• _WHAT YOU SHOULD DO_: What is needed is an exact printout of all the data.

Stored data entries
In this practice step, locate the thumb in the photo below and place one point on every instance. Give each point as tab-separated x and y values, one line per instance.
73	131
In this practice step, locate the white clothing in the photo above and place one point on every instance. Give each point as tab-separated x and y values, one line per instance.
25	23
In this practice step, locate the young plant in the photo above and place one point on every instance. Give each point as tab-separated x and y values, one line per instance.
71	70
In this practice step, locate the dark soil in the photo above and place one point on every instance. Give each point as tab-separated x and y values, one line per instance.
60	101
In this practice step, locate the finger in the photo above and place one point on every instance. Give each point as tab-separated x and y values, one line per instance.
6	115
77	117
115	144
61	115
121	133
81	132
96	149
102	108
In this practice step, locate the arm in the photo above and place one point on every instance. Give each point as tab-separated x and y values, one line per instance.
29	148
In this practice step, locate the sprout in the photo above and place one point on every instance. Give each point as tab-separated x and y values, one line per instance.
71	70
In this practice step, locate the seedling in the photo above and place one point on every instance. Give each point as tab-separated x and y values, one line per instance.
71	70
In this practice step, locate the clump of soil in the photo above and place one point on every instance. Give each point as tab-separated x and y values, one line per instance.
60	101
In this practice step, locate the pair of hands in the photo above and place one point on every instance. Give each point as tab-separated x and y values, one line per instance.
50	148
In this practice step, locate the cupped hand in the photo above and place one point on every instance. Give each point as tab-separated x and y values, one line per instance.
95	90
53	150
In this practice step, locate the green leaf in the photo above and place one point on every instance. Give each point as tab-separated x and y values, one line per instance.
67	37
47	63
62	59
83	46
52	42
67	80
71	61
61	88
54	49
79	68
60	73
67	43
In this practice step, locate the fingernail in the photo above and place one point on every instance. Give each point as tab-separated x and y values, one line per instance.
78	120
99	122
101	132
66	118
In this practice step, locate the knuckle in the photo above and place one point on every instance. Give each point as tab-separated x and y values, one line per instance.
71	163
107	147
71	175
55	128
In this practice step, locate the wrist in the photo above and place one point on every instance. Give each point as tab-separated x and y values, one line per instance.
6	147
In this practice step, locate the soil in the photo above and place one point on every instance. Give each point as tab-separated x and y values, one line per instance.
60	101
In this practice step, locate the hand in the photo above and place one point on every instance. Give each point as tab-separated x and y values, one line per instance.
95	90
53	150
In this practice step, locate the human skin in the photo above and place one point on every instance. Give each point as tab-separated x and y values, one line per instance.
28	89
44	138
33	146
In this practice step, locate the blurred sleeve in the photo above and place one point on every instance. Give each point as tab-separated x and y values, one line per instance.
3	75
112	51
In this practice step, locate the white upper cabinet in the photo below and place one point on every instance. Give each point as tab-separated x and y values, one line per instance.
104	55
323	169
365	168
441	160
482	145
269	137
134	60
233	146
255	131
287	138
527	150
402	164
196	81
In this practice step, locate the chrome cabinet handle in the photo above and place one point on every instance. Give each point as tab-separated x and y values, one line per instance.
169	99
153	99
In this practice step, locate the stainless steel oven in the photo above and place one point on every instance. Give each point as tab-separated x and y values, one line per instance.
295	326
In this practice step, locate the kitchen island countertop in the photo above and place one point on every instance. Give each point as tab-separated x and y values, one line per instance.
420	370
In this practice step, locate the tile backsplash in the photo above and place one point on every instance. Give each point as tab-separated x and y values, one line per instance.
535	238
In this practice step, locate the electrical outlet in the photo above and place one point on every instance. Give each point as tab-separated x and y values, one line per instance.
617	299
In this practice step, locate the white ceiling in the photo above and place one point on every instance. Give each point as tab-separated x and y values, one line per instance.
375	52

• _SOLUTION_:
In this practice step, locate the thumb in the photo below and place one point on every instance. Give each point as tab-separated x and y values, one line per instance.
73	131
In this practice step, locate the white clothing in the photo above and place one point on every instance. Give each point as tab-separated x and y values, one line per instance.
25	23
In this practice step, locate the young plant in the photo above and place one point on every instance. Give each point as tab-separated x and y values, one line per instance.
71	70
In this practice step, locate the dark soil in the photo above and place one point on every instance. Give each point as tab-separated x and y values, one line per instance.
60	101
In this practice step, locate the finger in the photo above and place one point on every instance. Give each point as tab-separated x and y values, one line per instance.
6	115
77	117
115	144
61	115
121	133
81	132
96	149
102	108
In this practice step, locate the arm in the photo above and place one point on every instance. Give each point as tab-separated x and y values, one line per instance.
29	148
In this practice step, locate the sprout in the photo above and place one point on every instance. Give each point as tab-separated x and y values, one line per instance.
71	70
In this practice step, locate the seedling in the photo above and place one point on every instance. Give each point as tab-separated x and y values, one line per instance.
71	70
In this practice step, locate the clump of soil in the photo above and place one point on every instance. Give each point as tab-separated x and y values, one line per instance.
60	101
In this practice step, locate the pair of hands in the photo above and place one point on every instance. Give each point as tab-separated x and y values, one line per instance.
50	148
In this practice step, locate the cupped hand in the photo above and place one point on every instance. Give each point as tab-separated x and y values, one line per instance.
95	90
53	150
In this practice step, locate the green leaf in the photo above and place one point on every instance. Give each point as tab-separated x and y values, one line per instance.
67	37
47	63
62	59
83	46
52	42
67	80
71	61
61	88
54	49
79	68
60	73
67	43
In this practice step, locate the fingernail in the photo above and place one point on every instance. Give each point as tab-separated x and y values, one line per instance.
78	120
99	122
101	132
66	118
In this practice step, locate the knuckle in the photo above and place one point on every instance. Give each point as tab-separated x and y values, one line per instance.
71	163
107	147
71	175
55	128
In this practice step, locate the wrist in the photo above and place one point on every instance. Give each point as tab-separated x and y values, one line per instance.
6	147
In this practice step, locate the soil in the photo above and place one point on every instance. Give each point as tab-separated x and y values, one line per instance.
60	101
In this practice step, locate the hand in the photo above and place one point on every instance. Give each point as tab-separated x and y values, one line per instance.
95	90
53	150
In this practice step, locate the human skin in the photo above and place one point on every instance. Give each point as tab-separated x and y values, one line per instance.
28	89
44	138
33	146
In this practice step, locate the blurred sleeve in the photo above and place one point on every instance. Give each point as tab-separated x and y values, one line per instance.
3	75
112	51
In this practice step, locate the white upper cabinet in the photo below and place one point on every instance. Give each point as tab-separated x and y values, one line per instance.
104	55
323	169
365	168
441	160
482	145
269	137
134	60
233	146
255	131
287	138
527	150
402	164
196	81
In this practice step, locate the chrome cabinet handle in the photo above and place one point on every instance. Give each point as tab-separated x and y values, one line per instance.
169	99
153	99
In this practice step, locate the stainless steel oven in the photo above and place one point on every instance. Give each point as tab-separated x and y values, one line per instance.
295	326
In this practice step, locate the kitchen island countertop in the photo above and place one point on every instance. Give each point as tab-separated x and y values, one line per instance.
420	370
In this practice step, locate the tile backsplash in the photo above and place one point on every instance. Give each point as tab-separated x and y values, one line per instance.
535	238
In this practice step, locate the electrical outlet in the photo above and place one point on every instance. Give each point as tab-separated x and y values, one line per instance.
617	299
In this practice step, locate the white ceiling in the photo above and place one point on every instance. Give each point as tab-separated x and y values, one line per instance.
375	52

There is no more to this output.